Records contained in a dataset

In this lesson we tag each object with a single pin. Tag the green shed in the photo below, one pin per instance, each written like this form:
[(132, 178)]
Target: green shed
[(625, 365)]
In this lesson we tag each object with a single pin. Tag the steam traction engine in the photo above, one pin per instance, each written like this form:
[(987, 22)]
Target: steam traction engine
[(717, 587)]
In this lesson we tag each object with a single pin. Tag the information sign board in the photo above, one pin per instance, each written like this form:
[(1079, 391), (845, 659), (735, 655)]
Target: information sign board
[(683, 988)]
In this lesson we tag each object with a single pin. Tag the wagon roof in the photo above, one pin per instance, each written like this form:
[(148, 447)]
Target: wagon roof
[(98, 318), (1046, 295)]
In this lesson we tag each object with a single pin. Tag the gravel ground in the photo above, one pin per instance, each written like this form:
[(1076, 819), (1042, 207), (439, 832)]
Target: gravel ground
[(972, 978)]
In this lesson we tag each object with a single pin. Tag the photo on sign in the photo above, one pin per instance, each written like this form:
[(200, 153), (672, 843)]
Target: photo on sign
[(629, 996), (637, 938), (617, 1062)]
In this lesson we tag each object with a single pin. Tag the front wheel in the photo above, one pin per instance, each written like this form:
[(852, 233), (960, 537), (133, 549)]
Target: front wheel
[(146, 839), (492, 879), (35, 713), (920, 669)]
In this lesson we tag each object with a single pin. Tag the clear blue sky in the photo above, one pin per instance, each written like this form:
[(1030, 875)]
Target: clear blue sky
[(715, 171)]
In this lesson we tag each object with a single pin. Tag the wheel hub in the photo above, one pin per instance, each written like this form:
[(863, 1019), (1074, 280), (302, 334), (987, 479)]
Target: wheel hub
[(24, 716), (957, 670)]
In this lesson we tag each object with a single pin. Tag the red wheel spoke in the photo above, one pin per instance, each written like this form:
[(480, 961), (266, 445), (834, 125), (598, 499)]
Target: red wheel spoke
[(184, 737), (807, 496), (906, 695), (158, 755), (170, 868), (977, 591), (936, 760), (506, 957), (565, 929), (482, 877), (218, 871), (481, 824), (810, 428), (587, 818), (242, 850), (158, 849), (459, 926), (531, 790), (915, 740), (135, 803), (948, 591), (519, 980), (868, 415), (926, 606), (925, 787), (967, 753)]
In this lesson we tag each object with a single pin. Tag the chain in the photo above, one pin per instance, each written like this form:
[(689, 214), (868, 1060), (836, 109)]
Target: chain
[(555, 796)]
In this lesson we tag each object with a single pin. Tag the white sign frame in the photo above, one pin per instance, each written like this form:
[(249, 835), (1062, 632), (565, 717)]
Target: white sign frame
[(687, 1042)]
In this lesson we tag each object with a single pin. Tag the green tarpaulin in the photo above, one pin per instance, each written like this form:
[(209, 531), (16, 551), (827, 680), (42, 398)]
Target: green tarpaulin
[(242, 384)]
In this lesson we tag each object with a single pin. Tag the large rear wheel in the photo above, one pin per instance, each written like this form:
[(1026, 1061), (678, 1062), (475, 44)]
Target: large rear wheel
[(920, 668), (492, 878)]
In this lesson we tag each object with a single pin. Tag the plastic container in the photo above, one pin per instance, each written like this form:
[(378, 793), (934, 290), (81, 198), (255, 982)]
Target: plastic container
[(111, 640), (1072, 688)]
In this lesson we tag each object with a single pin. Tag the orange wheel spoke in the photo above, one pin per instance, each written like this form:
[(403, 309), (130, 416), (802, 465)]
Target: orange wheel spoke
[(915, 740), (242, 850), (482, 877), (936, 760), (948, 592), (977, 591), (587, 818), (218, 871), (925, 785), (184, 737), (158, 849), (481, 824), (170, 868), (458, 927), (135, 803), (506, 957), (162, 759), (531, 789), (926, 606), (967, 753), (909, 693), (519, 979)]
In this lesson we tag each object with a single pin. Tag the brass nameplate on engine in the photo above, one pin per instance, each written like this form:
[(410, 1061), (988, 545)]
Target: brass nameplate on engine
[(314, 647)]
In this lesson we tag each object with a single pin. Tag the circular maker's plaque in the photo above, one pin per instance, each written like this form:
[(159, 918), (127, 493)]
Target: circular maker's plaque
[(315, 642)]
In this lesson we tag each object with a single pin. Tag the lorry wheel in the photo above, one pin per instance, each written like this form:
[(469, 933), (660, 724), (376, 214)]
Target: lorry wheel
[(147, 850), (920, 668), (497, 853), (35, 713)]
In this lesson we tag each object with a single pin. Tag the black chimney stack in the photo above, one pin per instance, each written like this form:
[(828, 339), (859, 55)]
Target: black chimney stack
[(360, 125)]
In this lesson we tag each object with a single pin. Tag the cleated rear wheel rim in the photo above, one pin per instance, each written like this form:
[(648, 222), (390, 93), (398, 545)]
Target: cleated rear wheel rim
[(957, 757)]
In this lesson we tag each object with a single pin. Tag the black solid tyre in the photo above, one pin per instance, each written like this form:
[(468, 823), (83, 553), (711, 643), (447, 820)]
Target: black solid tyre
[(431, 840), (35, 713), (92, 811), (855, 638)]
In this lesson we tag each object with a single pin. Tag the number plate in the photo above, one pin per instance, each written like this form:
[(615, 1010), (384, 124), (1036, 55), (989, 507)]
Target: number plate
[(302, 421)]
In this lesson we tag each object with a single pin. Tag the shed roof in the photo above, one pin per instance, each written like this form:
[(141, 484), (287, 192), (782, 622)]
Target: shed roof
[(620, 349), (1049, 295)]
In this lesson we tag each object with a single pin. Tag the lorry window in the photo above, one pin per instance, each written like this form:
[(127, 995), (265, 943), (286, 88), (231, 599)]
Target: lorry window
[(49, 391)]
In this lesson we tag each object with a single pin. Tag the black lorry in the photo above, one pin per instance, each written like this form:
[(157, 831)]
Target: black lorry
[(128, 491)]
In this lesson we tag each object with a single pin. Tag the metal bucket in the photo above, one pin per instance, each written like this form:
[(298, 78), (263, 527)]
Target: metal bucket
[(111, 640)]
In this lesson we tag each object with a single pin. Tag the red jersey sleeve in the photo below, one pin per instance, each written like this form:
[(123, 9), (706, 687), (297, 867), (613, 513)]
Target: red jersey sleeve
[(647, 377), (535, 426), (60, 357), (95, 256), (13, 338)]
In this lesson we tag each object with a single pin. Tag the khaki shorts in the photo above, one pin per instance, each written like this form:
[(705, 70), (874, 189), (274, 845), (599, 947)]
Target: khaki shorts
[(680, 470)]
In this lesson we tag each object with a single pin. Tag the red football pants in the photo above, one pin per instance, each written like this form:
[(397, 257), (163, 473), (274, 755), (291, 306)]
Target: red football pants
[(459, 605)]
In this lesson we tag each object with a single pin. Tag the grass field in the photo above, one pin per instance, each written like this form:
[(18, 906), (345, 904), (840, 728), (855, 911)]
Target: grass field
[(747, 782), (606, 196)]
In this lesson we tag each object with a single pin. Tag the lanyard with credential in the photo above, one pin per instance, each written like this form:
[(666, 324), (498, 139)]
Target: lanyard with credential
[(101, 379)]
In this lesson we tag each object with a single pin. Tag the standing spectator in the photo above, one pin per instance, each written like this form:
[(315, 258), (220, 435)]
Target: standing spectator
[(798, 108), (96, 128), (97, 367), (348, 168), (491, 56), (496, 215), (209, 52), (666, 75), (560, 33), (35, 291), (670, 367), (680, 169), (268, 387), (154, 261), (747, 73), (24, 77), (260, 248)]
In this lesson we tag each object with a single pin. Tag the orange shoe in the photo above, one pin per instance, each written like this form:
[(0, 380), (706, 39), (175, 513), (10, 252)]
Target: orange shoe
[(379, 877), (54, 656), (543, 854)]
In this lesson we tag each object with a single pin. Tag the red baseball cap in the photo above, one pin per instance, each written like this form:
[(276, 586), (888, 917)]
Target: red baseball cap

=== Assigned task ===
For this exercise, output all the data exactly as shown above.

=== Answer to the exercise ===
In this lesson we tag each object with a single pin. Tag the green shed in the photo below, one pin per instance, each written like this form:
[(132, 178)]
Target: green shed
[(625, 365)]
In this lesson we tag each object with a single pin. Tag the steam traction engine in the photo above, one pin per instance, each written like this form:
[(987, 22)]
Target: steam traction engine
[(717, 587)]
In this lesson we tag each object with a single pin. Tag the information sign board in the photo above, one pin per instance, each written like this form:
[(1079, 391), (845, 659), (735, 655)]
Target: information sign board
[(683, 988)]
In this lesson we tag each object with a single pin. Tag the wagon roof in the photo above, one pin per instance, each written like this form:
[(148, 447)]
Target: wagon roof
[(98, 318), (1046, 295)]
In this lesson we tag each object with a single pin. Tag the gravel ground in the photo above, one pin per instance, each written like this form:
[(1076, 819), (1042, 207), (439, 832)]
Target: gravel ground
[(972, 978)]
In this lesson we tag each object with a single pin. Tag the photo on sign in the photo above, one pin per instance, each written like this form:
[(200, 153), (672, 843)]
Target: photo on sign
[(629, 996), (637, 938), (617, 1062)]
In this lesson we tag each object with a single pin. Tag the front wheel in the photo above, one pin per instance, each written like this form:
[(852, 233), (960, 537), (133, 549)]
Target: front wheel
[(146, 839), (492, 879), (35, 713), (920, 669)]
In this lesson we tag each object with a single pin. Tag the clear blue sky in the photo above, one pin per instance, each written like this form:
[(1030, 875)]
Target: clear blue sky
[(715, 171)]
In this lesson we tag each object with a single pin. Tag the wheel hub in the photo above, one pin per instance, each written like this form:
[(863, 1019), (1074, 280), (302, 334), (987, 479)]
Target: wheel hub
[(24, 716), (957, 670)]
In this lesson we tag each object with a single pin. Tag the red wheel spoke in the photo above, one pin per instance, each written like this form:
[(480, 961), (266, 445), (834, 125), (598, 499)]
Target: red wheel spoke
[(184, 737), (807, 496), (906, 695), (158, 755), (170, 868), (977, 591), (936, 760), (506, 957), (565, 929), (482, 877), (218, 871), (481, 824), (810, 428), (587, 818), (242, 850), (158, 849), (459, 926), (531, 790), (915, 740), (135, 803), (948, 591), (519, 980), (868, 415), (926, 606), (925, 787), (967, 753)]
In this lesson we tag each object with a single pin. Tag the chain in the photo above, one pin per instance, each written like this form:
[(689, 214), (868, 1060), (836, 109)]
Target: chain
[(555, 796)]
In this lesson we tag each object with a single pin. Tag the white sign frame in the photo above, one pin per instance, each written like this form:
[(249, 835), (1062, 632), (565, 717)]
Target: white sign frame
[(687, 1042)]
In this lesson we tag each object with a single pin. Tag the green tarpaulin in the photo above, one pin per instance, each written like this form:
[(209, 531), (16, 551), (827, 680), (42, 398)]
Target: green tarpaulin
[(242, 384)]
In this lesson we tag each object with a single pin. Tag the large rear wheel in the photo above, one pin per instance, each written like this form:
[(1026, 1061), (678, 1062), (475, 44)]
Target: large rear wheel
[(920, 668), (492, 878)]
In this lesson we tag each object with a single pin. Tag the plastic container in the photo above, one pin per instance, each written like this form:
[(378, 793), (934, 290), (81, 198), (255, 982)]
Target: plastic container
[(111, 640), (1072, 688)]
In this lesson we tag each object with a single pin. Tag the orange wheel spoke in the photo above, one pin per instance, each written like this form:
[(403, 309), (130, 416), (802, 465)]
Target: orange wheel spoke
[(915, 740), (242, 850), (482, 877), (936, 760), (948, 592), (977, 591), (587, 818), (218, 871), (925, 785), (184, 737), (158, 849), (481, 824), (170, 868), (458, 927), (135, 803), (506, 957), (162, 759), (531, 789), (926, 606), (967, 753), (909, 693), (519, 979)]
In this lesson we tag each object with a single pin. Tag the brass nameplate on engine in the photo above, one pin per instance, each written like this form:
[(410, 1061), (988, 545)]
Target: brass nameplate on engine
[(314, 647)]
In this lesson we tag each object with a single pin. Tag the circular maker's plaque in the photo above, one pin per instance, each written like this form:
[(159, 918), (127, 493)]
Target: circular maker's plaque
[(315, 642)]
In this lesson we tag each object with a single pin. Tag the lorry wheel in the photo above, one pin per instance, each written like this form:
[(469, 933), (660, 724), (376, 214)]
Target: lorry wheel
[(147, 850), (920, 668), (497, 853), (35, 713)]
In this lesson we tag each object with a single pin. Tag the black chimney stack in the photo above, one pin per instance, each written like this form:
[(828, 339), (859, 55)]
Target: black chimney stack
[(360, 125)]
In this lesson we tag each object with a single pin. Tag the cleated rear wheel rim in the photo above, one pin per instance, each written like this form:
[(648, 222), (390, 93), (398, 545)]
Target: cleated rear wheel rim
[(957, 757)]
In this lesson we tag each object with a single pin. Tag the black solid tyre in the photo above, one pin per instance, each written like this form:
[(468, 823), (83, 553), (711, 643), (447, 820)]
Target: black solid tyre
[(431, 840), (35, 713), (92, 811), (855, 638)]
In this lesson we tag each object with a single pin. Tag the number plate in the photo above, one pin per instance, each written like this form:
[(615, 1010), (384, 124), (1036, 55), (989, 507)]
Target: number plate
[(302, 421)]
In this lesson we tag each object with a single pin. Tag the shed roof in the photo above, one pin per instance, each written like this form:
[(141, 484), (287, 192), (782, 622)]
Target: shed roof
[(620, 349), (1049, 295)]
In this lesson we tag each object with a single pin. Tag the lorry window in the photo above, one pin per instance, each written like this form:
[(127, 995), (265, 943), (286, 88), (231, 599)]
Target: lorry window
[(49, 391)]
In this lesson we tag each object with a single pin. Tag the black lorry in the photo above, one pin per instance, each written like this form:
[(157, 831)]
Target: black lorry
[(128, 491)]
In this lesson we tag each object with a single pin. Tag the metal bucket in the photo above, one pin per instance, each written like this form:
[(298, 78), (263, 527)]
Target: metal bucket
[(111, 640)]
In this lesson we tag each object with a single pin. Tag the red jersey sleeve in the photo below, one pin per instance, each written like this form:
[(123, 9), (706, 687), (297, 867), (613, 513)]
Target: red jersey sleeve
[(647, 377), (535, 426), (60, 357), (95, 256), (13, 338)]
In this lesson we tag each object with a single pin. Tag the khaki shorts in the photo above, one pin per instance, each written like this form:
[(705, 70), (874, 189), (274, 845), (599, 947)]
Target: khaki shorts
[(680, 470)]
In this lesson we tag each object with a single pin. Tag the red football pants in the photo above, one pin per instance, each written like this form:
[(397, 257), (163, 473), (274, 755), (291, 306)]
Target: red football pants
[(459, 605)]
In this lesson we tag each object with a single pin. Tag the grass field in the photo above, one pin per instance, each written like this form:
[(18, 906), (345, 904), (840, 728), (855, 911)]
Target: grass field
[(747, 782), (606, 196)]
In this lesson we tag each object with a single pin. Tag the lanyard with credential in the photo above, one pin per instance, each written like this form:
[(666, 324), (498, 139)]
Target: lanyard with credential
[(101, 379)]
In this lesson we tag each object with a single pin. Tag the standing spectator in the photo above, one pin per instance, each written like this form:
[(315, 258), (220, 435)]
Target: standing spectator
[(798, 108), (96, 128), (97, 367), (348, 168), (491, 56), (496, 215), (209, 52), (666, 75), (560, 33), (35, 291), (670, 367), (680, 169), (268, 387), (154, 261), (747, 73), (24, 77), (260, 248)]
In this lesson we tag each object with a single pin. Tag the orange shoe in the photo above, one pin per instance, each written like this form:
[(0, 380), (706, 39), (175, 513), (10, 252)]
Target: orange shoe
[(379, 877), (54, 656), (543, 854)]
In this lesson we tag each object with a single pin. Tag the red baseball cap in the photo above, one pin per instance, each written like this form:
[(276, 586), (888, 917)]
Target: red baseball cap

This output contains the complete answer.